Give every line of the records below as a JSON list of strings, one string per line, with blank lines omitted.

□ □ □ □ □

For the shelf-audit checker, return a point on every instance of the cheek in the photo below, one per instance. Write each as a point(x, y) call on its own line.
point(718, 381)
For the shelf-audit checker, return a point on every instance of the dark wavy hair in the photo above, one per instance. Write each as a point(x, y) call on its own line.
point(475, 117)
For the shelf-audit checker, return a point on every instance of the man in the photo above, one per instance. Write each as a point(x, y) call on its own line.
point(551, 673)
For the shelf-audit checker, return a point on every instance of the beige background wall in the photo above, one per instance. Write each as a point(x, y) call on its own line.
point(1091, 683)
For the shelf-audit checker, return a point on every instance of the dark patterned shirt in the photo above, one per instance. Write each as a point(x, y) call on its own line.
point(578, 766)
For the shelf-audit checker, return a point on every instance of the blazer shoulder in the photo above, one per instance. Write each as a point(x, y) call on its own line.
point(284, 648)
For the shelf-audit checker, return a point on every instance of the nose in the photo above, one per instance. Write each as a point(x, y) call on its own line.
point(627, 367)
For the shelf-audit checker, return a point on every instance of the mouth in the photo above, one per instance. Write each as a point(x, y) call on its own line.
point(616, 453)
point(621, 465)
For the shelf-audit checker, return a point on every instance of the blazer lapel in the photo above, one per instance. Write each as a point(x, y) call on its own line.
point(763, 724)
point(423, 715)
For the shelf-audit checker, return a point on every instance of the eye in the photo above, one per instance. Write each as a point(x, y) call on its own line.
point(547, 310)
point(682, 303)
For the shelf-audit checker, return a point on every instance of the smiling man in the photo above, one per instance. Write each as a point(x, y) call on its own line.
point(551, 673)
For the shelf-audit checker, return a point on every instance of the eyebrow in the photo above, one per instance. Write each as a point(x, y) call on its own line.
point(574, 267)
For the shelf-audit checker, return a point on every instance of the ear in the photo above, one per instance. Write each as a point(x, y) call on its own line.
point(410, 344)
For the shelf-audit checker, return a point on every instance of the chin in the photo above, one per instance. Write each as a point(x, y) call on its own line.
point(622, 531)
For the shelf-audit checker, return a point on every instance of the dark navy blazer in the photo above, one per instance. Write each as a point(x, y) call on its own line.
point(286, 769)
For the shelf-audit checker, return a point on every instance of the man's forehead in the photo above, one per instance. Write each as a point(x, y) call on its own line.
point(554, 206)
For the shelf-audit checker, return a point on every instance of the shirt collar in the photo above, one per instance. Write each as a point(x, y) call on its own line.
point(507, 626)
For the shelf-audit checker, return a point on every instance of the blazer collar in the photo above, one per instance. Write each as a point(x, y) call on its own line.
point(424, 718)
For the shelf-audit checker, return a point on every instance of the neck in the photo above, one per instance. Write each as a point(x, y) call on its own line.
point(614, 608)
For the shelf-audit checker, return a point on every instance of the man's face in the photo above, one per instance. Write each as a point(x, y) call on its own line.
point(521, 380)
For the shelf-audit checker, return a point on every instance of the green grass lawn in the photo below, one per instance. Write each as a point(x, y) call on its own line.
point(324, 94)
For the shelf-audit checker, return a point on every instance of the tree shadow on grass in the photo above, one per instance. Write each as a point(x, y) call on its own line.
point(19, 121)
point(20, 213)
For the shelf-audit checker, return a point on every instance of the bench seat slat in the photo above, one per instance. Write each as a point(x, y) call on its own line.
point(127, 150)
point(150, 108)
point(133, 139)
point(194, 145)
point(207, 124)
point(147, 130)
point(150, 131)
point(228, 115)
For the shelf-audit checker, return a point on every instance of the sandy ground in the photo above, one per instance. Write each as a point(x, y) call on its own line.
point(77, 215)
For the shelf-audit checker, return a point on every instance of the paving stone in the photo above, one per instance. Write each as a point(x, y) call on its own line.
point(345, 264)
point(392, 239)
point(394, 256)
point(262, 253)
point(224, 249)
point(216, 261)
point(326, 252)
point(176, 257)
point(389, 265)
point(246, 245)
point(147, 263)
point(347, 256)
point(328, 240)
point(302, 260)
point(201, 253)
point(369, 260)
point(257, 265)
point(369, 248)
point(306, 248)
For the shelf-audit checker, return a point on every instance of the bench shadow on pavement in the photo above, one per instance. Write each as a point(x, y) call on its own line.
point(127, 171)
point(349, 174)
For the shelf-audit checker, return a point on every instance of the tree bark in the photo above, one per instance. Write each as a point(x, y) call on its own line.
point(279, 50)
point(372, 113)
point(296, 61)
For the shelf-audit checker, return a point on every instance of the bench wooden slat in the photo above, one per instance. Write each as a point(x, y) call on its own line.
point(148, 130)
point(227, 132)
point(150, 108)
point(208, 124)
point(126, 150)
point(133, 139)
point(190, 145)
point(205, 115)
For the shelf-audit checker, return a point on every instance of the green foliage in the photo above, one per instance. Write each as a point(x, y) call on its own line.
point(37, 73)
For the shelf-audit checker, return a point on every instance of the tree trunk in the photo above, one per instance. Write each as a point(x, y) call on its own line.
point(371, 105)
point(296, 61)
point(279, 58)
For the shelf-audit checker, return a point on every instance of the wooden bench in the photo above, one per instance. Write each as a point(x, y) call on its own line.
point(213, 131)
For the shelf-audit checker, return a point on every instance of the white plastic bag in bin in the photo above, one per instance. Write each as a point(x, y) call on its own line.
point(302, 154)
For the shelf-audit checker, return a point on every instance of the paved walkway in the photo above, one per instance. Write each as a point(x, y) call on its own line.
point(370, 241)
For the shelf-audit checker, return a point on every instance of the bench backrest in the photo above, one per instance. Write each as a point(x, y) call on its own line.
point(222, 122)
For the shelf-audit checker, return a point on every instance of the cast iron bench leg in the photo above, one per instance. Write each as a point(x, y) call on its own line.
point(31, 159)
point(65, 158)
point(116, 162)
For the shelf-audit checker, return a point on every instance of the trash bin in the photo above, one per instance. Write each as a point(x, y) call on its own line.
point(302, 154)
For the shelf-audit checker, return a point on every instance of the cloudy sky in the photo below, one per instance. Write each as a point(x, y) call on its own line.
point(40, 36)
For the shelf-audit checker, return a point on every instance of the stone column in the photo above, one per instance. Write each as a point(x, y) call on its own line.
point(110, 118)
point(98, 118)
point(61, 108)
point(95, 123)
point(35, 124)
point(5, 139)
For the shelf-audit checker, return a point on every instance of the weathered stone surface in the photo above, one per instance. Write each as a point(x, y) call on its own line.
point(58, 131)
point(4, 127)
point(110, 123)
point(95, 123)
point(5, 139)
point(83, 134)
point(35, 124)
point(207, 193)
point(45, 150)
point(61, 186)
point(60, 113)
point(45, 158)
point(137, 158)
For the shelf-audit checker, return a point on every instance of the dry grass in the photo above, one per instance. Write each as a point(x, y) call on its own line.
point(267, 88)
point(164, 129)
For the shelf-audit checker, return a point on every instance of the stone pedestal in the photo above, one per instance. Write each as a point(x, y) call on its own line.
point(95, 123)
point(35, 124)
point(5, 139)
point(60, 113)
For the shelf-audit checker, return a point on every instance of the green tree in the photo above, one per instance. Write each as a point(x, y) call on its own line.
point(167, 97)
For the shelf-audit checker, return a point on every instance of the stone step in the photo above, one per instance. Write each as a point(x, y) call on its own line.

□ □ □ □ □

Response for this exercise:
[
  "For the shelf-audit checker, return a point on every instance of the cheek in the photo below, one per instance. Write each as a point(x, y) call on its own line.",
  "point(718, 381)",
  "For the shelf-audit checker, return a point on every instance of the dark wavy hair in the photo above, one per instance. Write each as a point(x, y) call on its own line.",
  "point(475, 117)",
  "For the shelf-audit checker, return a point on every instance of the man in the photo above, one per instance. Write each as a point(x, y) call on its own line.",
  "point(551, 673)",
  "For the shelf-audit checker, return a point on every instance of the beige background wall in the photo above, one per instance. Write each as a point(x, y) call on its own line.",
  "point(1091, 683)",
  "For the shelf-audit checker, return a point on every instance of the dark patterned shirt in the photo above, one per instance. Write each as a point(x, y) call on its own line.",
  "point(578, 766)",
  "For the shelf-audit checker, return a point on every instance of the blazer shoulder in the photo above, one per instance. Write each as a point(x, y) call on its own line.",
  "point(284, 648)",
  "For the shelf-audit checker, return a point on every instance of the nose in the photo above, one per instance. Write each as a point(x, y) call on its own line.",
  "point(627, 367)",
  "For the shelf-audit checker, return a point on every instance of the mouth in the photo above, one per instance. Write each as a point(x, y) call on its own line.",
  "point(616, 453)",
  "point(621, 465)",
  "For the shelf-audit checker, return a point on every instance of the blazer lapel in the photo above, one per instance. Write each as a point(x, y) call on its own line.",
  "point(763, 724)",
  "point(423, 715)",
  "For the shelf-audit checker, return a point on every instance of the eye in the photo above, one per instance. Write each as a point(x, y) call on its own line.",
  "point(547, 310)",
  "point(682, 303)",
  "For the shelf-audit checker, return a point on every instance of the smiling man in the photo above, one per instance. Write each as a point(x, y) call on its own line.",
  "point(551, 673)",
  "For the shelf-audit checker, return a point on every instance of the eyebrow in the photo above, one per instance. Write each as a point(x, y) call on its own line.",
  "point(574, 267)",
  "For the shelf-audit checker, return a point on every instance of the ear in the photo above, one per instance. Write each as a point(x, y) call on its own line.",
  "point(410, 344)",
  "For the shelf-audit checker, return a point on every instance of the chin in the photo above, one per instance. Write each as a point(x, y) call on its own line.",
  "point(622, 531)",
  "For the shelf-audit checker, return a point on every instance of the dark navy blazer in the photo above, one per instance. Write each as a point(x, y) call on its own line.",
  "point(286, 769)",
  "For the shelf-audit checker, return a point on every instance of the man's forehead in the photo above, one per instance. Write each as a point(x, y) call on its own line.",
  "point(554, 206)",
  "For the shelf-audit checker, return a point on every instance of the shirt collar in the photo above, one per instance. Write each as a point(x, y) call on its own line.",
  "point(507, 626)",
  "For the shelf-audit checker, return a point on every instance of the blazer collar in the photo above, one per instance. Write each as a point(x, y) call on its own line.",
  "point(424, 718)",
  "For the shelf-audit checker, return a point on every instance of the neck in the photo above, one per instance. Write each as a point(x, y) call on its own line.",
  "point(614, 608)",
  "For the shelf-audit checker, return a point on every instance of the man's face in the photo above, one per instance. Write each as a point(x, y) call on its own line.",
  "point(521, 380)",
  "For the shelf-audit checker, return a point on every instance of the green grass lawn in the photo below, one per instance. Write each as a point(x, y) call on its own line.",
  "point(324, 94)",
  "For the shelf-audit checker, return a point on every instance of the tree shadow on grass in the photo above, one per instance. Write each as a point(x, y) call on its own line.",
  "point(19, 121)",
  "point(20, 213)",
  "For the shelf-audit checker, return a point on every instance of the bench seat slat in the photo above, one per instance. Write each as a point(x, y) call on its own line.",
  "point(127, 150)",
  "point(150, 108)",
  "point(133, 139)",
  "point(194, 145)",
  "point(207, 124)",
  "point(147, 130)",
  "point(150, 131)",
  "point(228, 115)",
  "For the shelf-audit checker, return a point on every instance of the sandy ground in the photo above, one per instance. Write each as a point(x, y) call on its own line.",
  "point(77, 215)",
  "For the shelf-audit checker, return a point on every instance of the paving stone in the photo above, one per instance. Write each as a point(x, y) call on its own line.",
  "point(345, 264)",
  "point(392, 239)",
  "point(394, 256)",
  "point(262, 253)",
  "point(224, 249)",
  "point(216, 261)",
  "point(326, 252)",
  "point(176, 257)",
  "point(389, 265)",
  "point(246, 245)",
  "point(147, 263)",
  "point(347, 256)",
  "point(328, 240)",
  "point(302, 260)",
  "point(201, 253)",
  "point(369, 260)",
  "point(257, 265)",
  "point(369, 248)",
  "point(306, 248)",
  "For the shelf-audit checker, return a point on every instance of the bench shadow on pavement in the photo above, one per instance. Write each as a point(x, y) call on its own line.",
  "point(127, 171)",
  "point(349, 174)",
  "For the shelf-audit checker, return a point on every instance of the tree bark in the photo above, one per instance. Write each as a point(x, y) call on its own line.",
  "point(279, 50)",
  "point(372, 113)",
  "point(296, 61)",
  "For the shelf-audit checker, return a point on every instance of the bench wooden slat in the photo above, one per instance. Write each as a point(x, y) call on its own line.",
  "point(148, 130)",
  "point(227, 132)",
  "point(150, 108)",
  "point(208, 124)",
  "point(126, 150)",
  "point(133, 139)",
  "point(190, 145)",
  "point(205, 115)",
  "For the shelf-audit checker, return a point on every instance of the green foliage in the photo above, one per instance. Write each as a point(x, y) call on its own line.",
  "point(37, 73)",
  "For the shelf-audit checker, return a point on every instance of the tree trunk in the photo above, one per instance. Write each as a point(x, y) call on its own line.",
  "point(371, 105)",
  "point(296, 61)",
  "point(279, 58)",
  "For the shelf-audit checker, return a point on every instance of the wooden bench in the photo above, one per instance. Write each as a point(x, y) call on its own line.",
  "point(213, 131)",
  "For the shelf-audit checker, return a point on every instance of the white plastic bag in bin in the photo above, one per instance. Write each as a point(x, y) call on its own line.",
  "point(302, 154)",
  "For the shelf-audit checker, return a point on every instance of the paved walkway in the photo above, one per instance. Write each as a point(x, y) call on its own line.",
  "point(370, 241)",
  "For the shelf-audit checker, return a point on every instance of the bench backrest in the photo above, one per instance. Write each as a point(x, y) call on its own line.",
  "point(222, 122)",
  "For the shelf-audit checker, return a point on every instance of the cast iron bench leg in the photo above, one per instance. Write each as a point(x, y) call on its own line.",
  "point(31, 159)",
  "point(65, 158)",
  "point(116, 162)",
  "For the shelf-audit checker, return a point on every instance of the trash bin in the photo above, one per instance. Write each as a point(x, y) call on its own line.",
  "point(302, 154)",
  "For the shelf-audit checker, return a point on every instance of the cloudy sky in the photo below, one per instance. Write each as a point(x, y) call on its own line.",
  "point(40, 36)",
  "For the shelf-audit checker, return a point on every instance of the stone column in the photo above, one per instance. Write each as a point(x, y) call on its own line.",
  "point(110, 118)",
  "point(98, 118)",
  "point(61, 108)",
  "point(95, 123)",
  "point(35, 124)",
  "point(5, 139)",
  "For the shelf-audit checker, return a point on every instance of the weathered stone surface in the photo above, one per instance. Write each as a point(x, y) call on its own line.",
  "point(58, 131)",
  "point(4, 127)",
  "point(110, 123)",
  "point(95, 123)",
  "point(5, 139)",
  "point(83, 134)",
  "point(35, 124)",
  "point(207, 193)",
  "point(45, 150)",
  "point(61, 186)",
  "point(60, 113)",
  "point(45, 158)",
  "point(137, 158)",
  "For the shelf-audit checker, return a point on every instance of the dry grass in the photo above, one per instance. Write each as a point(x, y) call on its own line.",
  "point(267, 88)",
  "point(164, 129)",
  "For the shelf-audit checker, return a point on every instance of the stone pedestal in the photo above, one per instance. Write each as a point(x, y) call on its own line.",
  "point(95, 123)",
  "point(35, 124)",
  "point(5, 139)",
  "point(60, 113)",
  "For the shelf-audit checker, return a point on every instance of the green tree in the photo above, one per instance. Write each as a point(x, y) call on its own line.",
  "point(167, 97)",
  "For the shelf-audit checker, return a point on every instance of the stone step in the photo above, one per instance. Write each as a point(x, y) call on its own line."
]